■ PROMPT ■
Your answer must be an exact copy of the records below.

*** Opening PROVIDED RECORDS ***

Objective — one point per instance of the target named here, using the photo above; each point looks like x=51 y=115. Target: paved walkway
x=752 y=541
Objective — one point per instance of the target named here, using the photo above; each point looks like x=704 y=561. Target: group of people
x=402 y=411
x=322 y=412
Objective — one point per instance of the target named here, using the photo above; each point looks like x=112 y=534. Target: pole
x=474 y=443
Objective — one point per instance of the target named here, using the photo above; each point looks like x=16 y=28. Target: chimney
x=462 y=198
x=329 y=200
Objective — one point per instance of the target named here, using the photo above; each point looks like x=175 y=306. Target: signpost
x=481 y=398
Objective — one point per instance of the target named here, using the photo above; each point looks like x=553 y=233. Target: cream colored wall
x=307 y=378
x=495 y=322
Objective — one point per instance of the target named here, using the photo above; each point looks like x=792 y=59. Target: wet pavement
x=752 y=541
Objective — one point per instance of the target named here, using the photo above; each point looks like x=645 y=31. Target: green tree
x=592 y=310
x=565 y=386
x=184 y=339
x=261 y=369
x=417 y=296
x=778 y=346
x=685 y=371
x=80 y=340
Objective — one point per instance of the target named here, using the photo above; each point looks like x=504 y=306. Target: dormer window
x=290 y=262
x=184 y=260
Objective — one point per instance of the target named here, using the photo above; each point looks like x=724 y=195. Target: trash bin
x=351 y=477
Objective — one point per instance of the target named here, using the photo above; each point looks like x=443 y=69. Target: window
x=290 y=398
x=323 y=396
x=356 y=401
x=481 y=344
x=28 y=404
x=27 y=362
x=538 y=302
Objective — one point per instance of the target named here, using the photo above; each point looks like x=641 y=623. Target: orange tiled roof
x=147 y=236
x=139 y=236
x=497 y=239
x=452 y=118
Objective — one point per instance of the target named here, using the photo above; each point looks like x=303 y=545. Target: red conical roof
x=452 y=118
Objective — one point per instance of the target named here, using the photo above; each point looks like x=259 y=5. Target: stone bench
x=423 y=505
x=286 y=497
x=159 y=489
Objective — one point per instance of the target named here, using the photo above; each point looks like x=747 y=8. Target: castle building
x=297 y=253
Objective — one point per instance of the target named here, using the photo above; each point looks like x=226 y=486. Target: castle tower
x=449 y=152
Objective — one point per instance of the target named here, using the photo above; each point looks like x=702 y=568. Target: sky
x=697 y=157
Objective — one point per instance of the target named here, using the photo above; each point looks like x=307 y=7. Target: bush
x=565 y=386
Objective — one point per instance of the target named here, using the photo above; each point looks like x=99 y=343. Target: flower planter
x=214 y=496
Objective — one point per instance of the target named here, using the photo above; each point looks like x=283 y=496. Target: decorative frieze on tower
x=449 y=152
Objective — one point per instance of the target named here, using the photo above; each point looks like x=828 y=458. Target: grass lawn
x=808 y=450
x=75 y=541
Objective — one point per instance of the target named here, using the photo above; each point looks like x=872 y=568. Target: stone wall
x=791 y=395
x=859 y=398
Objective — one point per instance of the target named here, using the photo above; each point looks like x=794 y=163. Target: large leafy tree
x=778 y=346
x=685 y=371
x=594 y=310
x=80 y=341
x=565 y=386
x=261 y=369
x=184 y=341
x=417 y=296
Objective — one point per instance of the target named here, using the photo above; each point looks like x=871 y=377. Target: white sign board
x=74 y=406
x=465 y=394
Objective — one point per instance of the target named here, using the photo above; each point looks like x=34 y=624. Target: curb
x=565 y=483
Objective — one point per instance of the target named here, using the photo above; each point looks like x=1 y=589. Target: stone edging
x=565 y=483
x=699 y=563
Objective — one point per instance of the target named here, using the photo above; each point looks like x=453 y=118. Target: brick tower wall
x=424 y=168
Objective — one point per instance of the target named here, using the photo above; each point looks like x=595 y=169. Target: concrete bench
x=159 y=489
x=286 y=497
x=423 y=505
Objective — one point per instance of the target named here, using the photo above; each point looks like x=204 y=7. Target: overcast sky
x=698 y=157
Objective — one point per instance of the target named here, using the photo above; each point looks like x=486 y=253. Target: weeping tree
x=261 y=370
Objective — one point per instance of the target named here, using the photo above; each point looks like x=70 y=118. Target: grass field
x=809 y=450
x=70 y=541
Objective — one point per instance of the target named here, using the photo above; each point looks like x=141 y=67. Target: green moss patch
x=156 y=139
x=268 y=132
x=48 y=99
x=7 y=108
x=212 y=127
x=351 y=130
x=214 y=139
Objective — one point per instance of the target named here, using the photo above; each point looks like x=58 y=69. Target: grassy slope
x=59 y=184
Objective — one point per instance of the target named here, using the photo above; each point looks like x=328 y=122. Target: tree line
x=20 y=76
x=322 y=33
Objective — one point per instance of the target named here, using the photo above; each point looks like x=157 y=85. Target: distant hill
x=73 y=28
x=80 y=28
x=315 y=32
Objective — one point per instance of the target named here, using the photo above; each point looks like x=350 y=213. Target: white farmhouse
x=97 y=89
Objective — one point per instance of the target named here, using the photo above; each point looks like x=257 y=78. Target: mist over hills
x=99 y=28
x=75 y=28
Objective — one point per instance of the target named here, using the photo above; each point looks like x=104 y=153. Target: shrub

*** Closing PROVIDED RECORDS ***

■ TASK RESPONSE ■
Objective — one point per instance of the target named here, using the photo above; each point looks like x=51 y=115. Target: paved walkway
x=752 y=541
Objective — one point per instance of the target named here, using the photo above; each point looks like x=704 y=561. Target: group of people
x=402 y=411
x=322 y=412
Objective — one point per instance of the target named here, using the photo above; each point looks like x=112 y=534. Target: pole
x=474 y=443
Objective — one point per instance of the target named here, using the photo above; each point looks like x=16 y=28. Target: chimney
x=462 y=198
x=329 y=200
Objective — one point per instance of the target named here, using the photo above; each point looks like x=175 y=306. Target: signpost
x=481 y=398
Objective — one point per instance of the target named here, using the photo above; each point looks like x=553 y=233. Target: cream colored wall
x=307 y=378
x=495 y=322
Objective — one point per instance of the target named here, using the photo above; each point looks like x=792 y=59. Target: wet pavement
x=752 y=541
Objective — one point per instance of the target named here, using the photo above; each point looks like x=645 y=31. Target: green tree
x=592 y=310
x=565 y=386
x=184 y=339
x=261 y=369
x=417 y=296
x=778 y=346
x=685 y=371
x=80 y=340
Objective — one point per instance of the target named here, using the photo above; each point looks like x=504 y=306. Target: dormer window
x=290 y=262
x=184 y=260
Objective — one point per instance of the target named here, using the photo above; each point looks like x=724 y=195. Target: trash bin
x=351 y=477
Objective — one point per instance of the target named here, using the photo above; each point looks like x=443 y=69. Target: window
x=290 y=398
x=323 y=396
x=356 y=401
x=481 y=344
x=28 y=404
x=27 y=362
x=538 y=302
Objective — one point per instance of the target named here, using the photo above; each point looks like x=641 y=623. Target: orange tiled roof
x=147 y=236
x=139 y=236
x=497 y=239
x=452 y=118
Objective — one point per instance of the target named here, using the photo above; each point looks like x=303 y=545. Target: red conical roof
x=452 y=118
Objective — one point per instance of the target named here, using the photo above; each point looks like x=259 y=5. Target: stone bench
x=423 y=505
x=286 y=497
x=159 y=489
Objective — one point per instance of the target named here, using the photo above; each point looks like x=747 y=8. Target: castle building
x=297 y=253
Objective — one point per instance of the target named here, using the photo above; each point looks like x=226 y=486. Target: castle tower
x=449 y=152
Objective — one point per instance of the target named here, using the photo above; each point looks like x=702 y=568. Target: sky
x=697 y=157
Objective — one point per instance of the target named here, using the photo above; each point looks like x=307 y=7. Target: bush
x=565 y=386
Objective — one point per instance of the target named here, using the photo above; each point looks like x=99 y=343. Target: flower planter
x=214 y=496
Objective — one point per instance of the target named here, using the photo above; each point looks like x=283 y=496. Target: decorative frieze on tower
x=449 y=152
Objective — one point per instance of the target named here, using the photo above; each point looks like x=828 y=458. Target: grass lawn
x=808 y=450
x=75 y=541
Objective — one point per instance of the target named here, using the photo above; each point looks like x=872 y=568. Target: stone wall
x=791 y=395
x=859 y=398
Objective — one point per instance of the target named here, using the photo above; each point looks like x=794 y=163. Target: large leafy tree
x=778 y=346
x=685 y=371
x=594 y=310
x=80 y=341
x=565 y=386
x=261 y=369
x=184 y=341
x=417 y=296
Objective — one point per instance of the target named here, using the photo above; each point looks like x=871 y=377. Target: white sign board
x=74 y=406
x=465 y=394
Objective — one point per instance of the target named here, using the photo above; each point looks like x=34 y=624. Target: curb
x=565 y=483
Objective — one point per instance of the target named here, using the photo above; each point looks like x=1 y=589. Target: stone edging
x=565 y=483
x=699 y=563
Objective — one point per instance of the target named here, using the photo above; each point looks like x=453 y=118. Target: brick tower wall
x=424 y=168
Objective — one point per instance of the target named here, using the photo above; each point looks like x=595 y=169. Target: concrete bench
x=159 y=489
x=286 y=497
x=423 y=505
Objective — one point per instance of the target named here, using the photo above; each point looks like x=204 y=7. Target: overcast sky
x=698 y=157
Objective — one point per instance of the target named here, using the photo above; each point looks like x=486 y=253. Target: weeping tree
x=261 y=370
Objective — one point per instance of the target named here, using the photo above; each point looks like x=70 y=118. Target: grass field
x=809 y=450
x=70 y=541
Objective — one point per instance of the target named here, using the photo above; each point looks like x=141 y=67. Target: green moss patch
x=156 y=139
x=268 y=132
x=48 y=99
x=7 y=108
x=212 y=127
x=351 y=130
x=214 y=139
Objective — one point per instance of the target named here, using the photo above; each point looks like x=58 y=69. Target: grassy slope
x=59 y=184
Objective — one point per instance of the target named here, using the photo above; each point looks like x=328 y=122. Target: tree line
x=20 y=76
x=322 y=33
Objective — one point per instance of the target named here, using the photo above; each point looks like x=157 y=85. Target: distant hill
x=73 y=28
x=80 y=28
x=315 y=32
Objective — one point per instance of the target named here, using the photo above; each point looks like x=350 y=213. Target: white farmhouse
x=97 y=89
Objective — one point per instance of the target named here, using the photo above; each point looks like x=257 y=78. Target: mist over hills
x=99 y=28
x=75 y=28
Objective — one point per instance of the target named here, using the photo above; each point looks like x=104 y=153. Target: shrub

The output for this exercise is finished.